EXERCISE — Restate each of the lines given below, word for word.
──────── DATA FOR THIS TASK
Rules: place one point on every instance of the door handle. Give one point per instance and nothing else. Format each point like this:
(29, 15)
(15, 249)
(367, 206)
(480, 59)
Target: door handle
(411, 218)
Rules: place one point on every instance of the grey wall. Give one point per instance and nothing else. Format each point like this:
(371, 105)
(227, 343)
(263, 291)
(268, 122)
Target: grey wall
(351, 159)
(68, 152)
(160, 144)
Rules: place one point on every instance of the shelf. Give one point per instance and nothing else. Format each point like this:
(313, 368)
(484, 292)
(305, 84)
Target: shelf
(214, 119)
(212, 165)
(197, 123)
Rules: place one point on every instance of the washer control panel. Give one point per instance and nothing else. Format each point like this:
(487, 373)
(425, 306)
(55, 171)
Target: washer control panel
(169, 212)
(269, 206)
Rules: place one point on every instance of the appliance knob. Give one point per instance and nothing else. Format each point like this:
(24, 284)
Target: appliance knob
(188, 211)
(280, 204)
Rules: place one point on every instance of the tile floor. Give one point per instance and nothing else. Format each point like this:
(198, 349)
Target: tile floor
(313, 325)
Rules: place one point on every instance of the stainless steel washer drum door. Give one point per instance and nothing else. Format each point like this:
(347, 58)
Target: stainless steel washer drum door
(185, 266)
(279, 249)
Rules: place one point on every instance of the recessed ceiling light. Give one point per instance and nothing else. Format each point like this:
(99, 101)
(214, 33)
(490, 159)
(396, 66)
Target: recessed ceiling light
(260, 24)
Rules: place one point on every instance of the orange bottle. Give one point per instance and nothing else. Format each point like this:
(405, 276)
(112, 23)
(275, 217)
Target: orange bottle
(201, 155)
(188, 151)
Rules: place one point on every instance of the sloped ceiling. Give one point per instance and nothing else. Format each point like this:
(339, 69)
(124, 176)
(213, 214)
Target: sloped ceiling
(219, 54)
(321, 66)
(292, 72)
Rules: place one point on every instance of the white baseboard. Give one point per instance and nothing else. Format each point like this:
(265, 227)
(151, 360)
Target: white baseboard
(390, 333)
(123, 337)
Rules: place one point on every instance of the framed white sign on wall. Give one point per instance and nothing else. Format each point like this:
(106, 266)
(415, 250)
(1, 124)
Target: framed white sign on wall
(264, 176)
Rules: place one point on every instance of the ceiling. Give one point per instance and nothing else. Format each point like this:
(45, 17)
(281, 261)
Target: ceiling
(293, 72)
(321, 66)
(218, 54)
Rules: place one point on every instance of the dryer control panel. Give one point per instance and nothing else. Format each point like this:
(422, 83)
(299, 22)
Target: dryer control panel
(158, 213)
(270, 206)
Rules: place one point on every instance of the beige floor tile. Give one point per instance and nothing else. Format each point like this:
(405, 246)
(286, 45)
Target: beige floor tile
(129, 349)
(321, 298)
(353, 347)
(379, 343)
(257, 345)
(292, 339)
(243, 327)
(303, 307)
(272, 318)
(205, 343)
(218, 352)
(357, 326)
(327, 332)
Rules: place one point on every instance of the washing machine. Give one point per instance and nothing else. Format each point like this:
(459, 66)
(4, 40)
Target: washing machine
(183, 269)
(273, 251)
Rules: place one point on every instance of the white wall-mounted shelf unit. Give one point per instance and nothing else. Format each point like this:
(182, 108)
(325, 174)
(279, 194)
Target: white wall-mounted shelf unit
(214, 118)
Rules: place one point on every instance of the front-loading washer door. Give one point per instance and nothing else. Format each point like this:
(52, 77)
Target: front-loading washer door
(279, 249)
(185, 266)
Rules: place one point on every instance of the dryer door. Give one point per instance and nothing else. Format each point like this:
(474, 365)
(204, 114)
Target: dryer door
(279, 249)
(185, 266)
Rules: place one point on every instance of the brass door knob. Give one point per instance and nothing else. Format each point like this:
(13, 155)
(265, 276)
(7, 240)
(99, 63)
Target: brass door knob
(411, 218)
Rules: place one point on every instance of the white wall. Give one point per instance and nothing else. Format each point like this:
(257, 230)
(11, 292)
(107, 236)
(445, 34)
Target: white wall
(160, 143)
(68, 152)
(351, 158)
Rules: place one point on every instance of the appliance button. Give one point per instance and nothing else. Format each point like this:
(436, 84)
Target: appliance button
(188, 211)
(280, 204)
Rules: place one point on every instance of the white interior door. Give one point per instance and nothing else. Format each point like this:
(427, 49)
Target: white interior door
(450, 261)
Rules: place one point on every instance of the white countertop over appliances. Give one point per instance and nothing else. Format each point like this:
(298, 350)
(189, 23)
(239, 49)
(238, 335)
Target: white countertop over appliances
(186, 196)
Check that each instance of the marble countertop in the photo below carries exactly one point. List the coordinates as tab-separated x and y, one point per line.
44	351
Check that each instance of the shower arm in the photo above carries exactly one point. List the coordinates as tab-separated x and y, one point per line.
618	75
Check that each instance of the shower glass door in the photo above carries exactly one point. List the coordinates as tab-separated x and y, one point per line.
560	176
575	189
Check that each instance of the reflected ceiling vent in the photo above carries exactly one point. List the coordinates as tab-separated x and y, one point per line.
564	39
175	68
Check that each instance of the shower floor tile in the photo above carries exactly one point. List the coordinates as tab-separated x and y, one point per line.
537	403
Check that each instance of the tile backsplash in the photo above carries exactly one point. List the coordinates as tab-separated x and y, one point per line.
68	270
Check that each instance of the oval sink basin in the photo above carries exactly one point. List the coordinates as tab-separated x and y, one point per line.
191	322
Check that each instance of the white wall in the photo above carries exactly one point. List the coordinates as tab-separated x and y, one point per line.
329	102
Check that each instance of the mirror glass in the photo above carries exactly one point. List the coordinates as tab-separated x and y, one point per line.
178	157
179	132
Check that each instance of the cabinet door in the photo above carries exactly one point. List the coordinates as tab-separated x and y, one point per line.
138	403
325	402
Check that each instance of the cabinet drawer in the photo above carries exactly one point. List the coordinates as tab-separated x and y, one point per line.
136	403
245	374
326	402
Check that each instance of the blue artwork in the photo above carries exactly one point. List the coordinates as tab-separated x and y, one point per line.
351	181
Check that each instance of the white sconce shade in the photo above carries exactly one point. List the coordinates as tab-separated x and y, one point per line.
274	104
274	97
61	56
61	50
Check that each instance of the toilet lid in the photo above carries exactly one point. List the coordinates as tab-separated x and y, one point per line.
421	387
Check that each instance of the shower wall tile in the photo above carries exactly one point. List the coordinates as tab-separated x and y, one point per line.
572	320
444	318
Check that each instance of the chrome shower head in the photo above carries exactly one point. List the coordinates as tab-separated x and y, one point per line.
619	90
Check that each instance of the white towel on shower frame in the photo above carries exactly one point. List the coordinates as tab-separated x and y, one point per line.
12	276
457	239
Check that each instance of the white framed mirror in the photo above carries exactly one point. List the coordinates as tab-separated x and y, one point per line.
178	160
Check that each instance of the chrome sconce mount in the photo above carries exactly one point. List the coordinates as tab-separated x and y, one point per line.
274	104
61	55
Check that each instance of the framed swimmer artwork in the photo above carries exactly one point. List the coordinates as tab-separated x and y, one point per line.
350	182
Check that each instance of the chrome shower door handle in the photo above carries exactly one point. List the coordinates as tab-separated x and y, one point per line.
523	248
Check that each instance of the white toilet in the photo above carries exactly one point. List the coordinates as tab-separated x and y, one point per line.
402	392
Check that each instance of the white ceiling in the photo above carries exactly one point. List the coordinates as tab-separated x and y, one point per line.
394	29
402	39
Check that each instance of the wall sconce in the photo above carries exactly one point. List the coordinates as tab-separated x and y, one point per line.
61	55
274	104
────────────────
THE REPLY —
Rules: place one point on every instance of the door handle. Give one point per instance and nothing else. Format each point like this:
(29, 15)
(15, 249)
(367, 206)
(480, 59)
Target: door handle
(411, 218)
Rules: place one point on every instance of the grey wall. Give one point per instance and nothing else. Format each point like this:
(371, 105)
(227, 343)
(263, 291)
(268, 122)
Target: grey wall
(351, 159)
(68, 152)
(160, 144)
Rules: place one point on every instance of the shelf. Give one point per instance and nothing else. Format each point like this:
(313, 368)
(484, 292)
(305, 84)
Target: shelf
(214, 119)
(212, 165)
(197, 123)
Rules: place one point on every instance of the washer control panel. Give one point per instance and nothing else. Format each point like this:
(487, 373)
(425, 306)
(55, 171)
Target: washer control panel
(169, 212)
(269, 206)
Rules: place one point on every instance of the appliance knob. Give one point per instance and nothing else. Format each point like this:
(24, 284)
Target: appliance knob
(188, 211)
(280, 204)
Rules: place one point on every instance of the tile floor. Give one point per instance and nothing else. Format each point like this:
(198, 349)
Target: tile floor
(313, 325)
Rules: place one point on every instance of the stainless steel washer drum door. Give one point per instance and nothing else. Format each point like this:
(347, 58)
Target: stainless steel washer drum door
(185, 266)
(279, 249)
Rules: place one point on every instance of the recessed ceiling light. Give one point per instance and nothing else. Format each point like this:
(99, 101)
(214, 33)
(490, 159)
(396, 66)
Target: recessed ceiling light
(260, 24)
Rules: place one point on every instance of the orange bottle. Give one point per instance and nothing else. Format each point like this:
(405, 276)
(112, 23)
(275, 217)
Target: orange bottle
(201, 155)
(188, 151)
Rules: place one point on every instance of the sloped ceiling. Give one point per instance and nothing else. Format each point like this:
(339, 69)
(124, 176)
(213, 214)
Target: sloped ceiling
(219, 54)
(321, 66)
(292, 72)
Rules: place one point on every instance of the white baseboard. Give one point per instance and nothing else. Format each point like this:
(265, 227)
(151, 360)
Target: white baseboard
(390, 333)
(123, 337)
Rules: place one point on every instance of the framed white sign on wall. Give one point per instance and nothing else. Format each point like this:
(106, 266)
(415, 250)
(1, 124)
Target: framed white sign on wall
(264, 176)
Rules: place one point on every instance of the ceiling. Give one point per instance and nothing else. Format each point like this:
(45, 17)
(281, 261)
Target: ceiling
(293, 72)
(321, 66)
(218, 54)
Rules: place one point on every instance of the dryer control panel. Give one point per instance and nothing else. Format each point like this:
(422, 83)
(299, 22)
Target: dryer control panel
(158, 213)
(270, 206)
Rules: place one point on every instance of the beige floor tile. Give one point per instance and nothing else. Format each point like this:
(405, 246)
(286, 45)
Target: beige floor tile
(129, 349)
(321, 298)
(353, 347)
(379, 343)
(257, 345)
(292, 339)
(243, 327)
(303, 307)
(272, 318)
(205, 343)
(218, 352)
(357, 326)
(327, 332)
Rules: place one point on every instance of the washing machine. Give one point per instance and nothing else. Format each point like this:
(459, 66)
(4, 40)
Target: washing machine
(183, 269)
(273, 251)
Rules: place one point on every instance of the white wall-mounted shelf unit. Give one point per instance and nothing else. Format each point like this:
(182, 108)
(325, 174)
(279, 194)
Target: white wall-mounted shelf unit
(214, 118)
Rules: place one point on every instance of the front-loading washer door. Give one point per instance and nothing else. Format each point like this:
(52, 77)
Target: front-loading washer door
(279, 249)
(185, 266)
Rules: place one point on every instance of the dryer door. Give one point per instance and nothing else. Format each point like this:
(474, 365)
(204, 114)
Target: dryer door
(279, 249)
(185, 266)
Rules: place one point on every instance of the brass door knob. Give one point per instance and nothing else. Format each point like this:
(13, 155)
(265, 276)
(7, 240)
(99, 63)
Target: brass door knob
(411, 218)
Rules: place one point on every instance of the white wall. Give one point per instance and nothing else. Format each point like this:
(257, 230)
(11, 292)
(107, 236)
(445, 34)
Target: white wall
(160, 143)
(68, 152)
(351, 158)
Rules: place one point on every instance of the appliance button. Give one point per instance and nothing else. Format each point like this:
(436, 84)
Target: appliance button
(188, 211)
(280, 204)
Rules: place one point on every instance of the white interior door. Give one point per instance and nothing else. Format each point like this:
(427, 49)
Target: white interior door
(450, 261)
Rules: place one point on every instance of the white countertop over appliances. Give one point per instance and nothing else. Format each point like this:
(298, 350)
(189, 23)
(239, 49)
(238, 335)
Target: white countertop over appliances
(186, 196)
Check that each instance of the marble countertop in the photo below carries exactly one point. List the coordinates as tab-separated x and y, one point per line.
44	351
Check that each instance of the shower arm in the photo above carries exactly one point. List the coordinates as tab-separated x and y, one point per line.
618	75
Check that each instance of the shower glass door in the photo above carries exactly one point. List the coordinates as tab-separated x and y, one point per line.
560	176
575	189
Check that each instance of the reflected ceiling vent in the photo above carries exactly one point. List the coordinates as tab-separated x and y, one point per line.
564	39
175	68
Check that each instance of the shower floor tile in the photo above carries exactly one point. List the coordinates as tab-separated x and y, one point per line.
537	403
Check that each instance of the tile backsplash in the photo above carries exactly one point. List the coordinates as tab-separated x and y, one point per line.
68	270
Check that each instance of the oval sink basin in the photo above carries exactly one point. List the coordinates as tab-separated x and y, one point per line.
191	322
Check that each instance of the white wall in the photo above carries exactly one point. List the coordinates as tab-separated x and y, one point per line.
329	102
Check that each instance of the mirror glass in the photo above carries exactly one point. List the coordinates as tab-separated x and y, one point per line.
178	157
179	132
Check that each instance of the cabinet door in the photo above carries exactly one point. List the coordinates as tab-separated x and y, one point per line.
138	403
325	402
Check that each instance of the cabinet drawer in the photo above carries exactly one point. List the coordinates as tab-separated x and y, one point per line.
136	403
245	374
326	402
Check that each instance of the blue artwork in the photo above carries exactly one point. List the coordinates as tab-separated x and y, one point per line.
351	181
Check that each instance of the white sconce shade in the photo above carries exactly one point. List the coordinates as tab-separated x and y, one point per line.
274	104
274	97
61	56
61	50
Check that each instance of the toilet lid in the photo above carries exactly one point. List the coordinates as tab-separated x and y, one point per line.
421	387
Check that each instance of the shower wall tile in the photo above carries exactly one point. List the coordinates as tab-separated x and y, one point per line.
572	320
444	318
Check that each instance of the chrome shower head in the photo above carries exactly one point. List the coordinates as tab-separated x and y, one point per line.
619	90
Check that each instance of the white towel on shower frame in the photo above carries exactly one point. List the coordinates as tab-separated x and y, one point per line.
12	276
457	239
Check that each instance of the white framed mirror in the photo above carries exactly one point. List the coordinates as tab-separated x and y, one point per line.
178	160
Check that each instance of the chrome sconce mount in the photo above carries exactly one point. List the coordinates as tab-separated x and y, one point per line.
274	104
61	55
Check that each instance of the framed swimmer artwork in the photo above carries exactly one point. List the coordinates as tab-separated x and y, one point per line.
350	182
Check that each instance of the chrome shower door handle in the photo above carries exactly one point. List the coordinates as tab-separated x and y, one point per line.
523	248
Check that each instance of the white toilet in the photo above carries exactly one point. List the coordinates as tab-separated x and y, one point per line.
402	392
Check that each instance of the white ceiling in the photo above carries exactly one point. List the coordinates as tab-separated x and y, one point per line.
394	29
402	39
Check that each instance of the wall sconce in the photo above carries exactly one point. List the coordinates as tab-separated x and y, one point per line.
61	55
274	104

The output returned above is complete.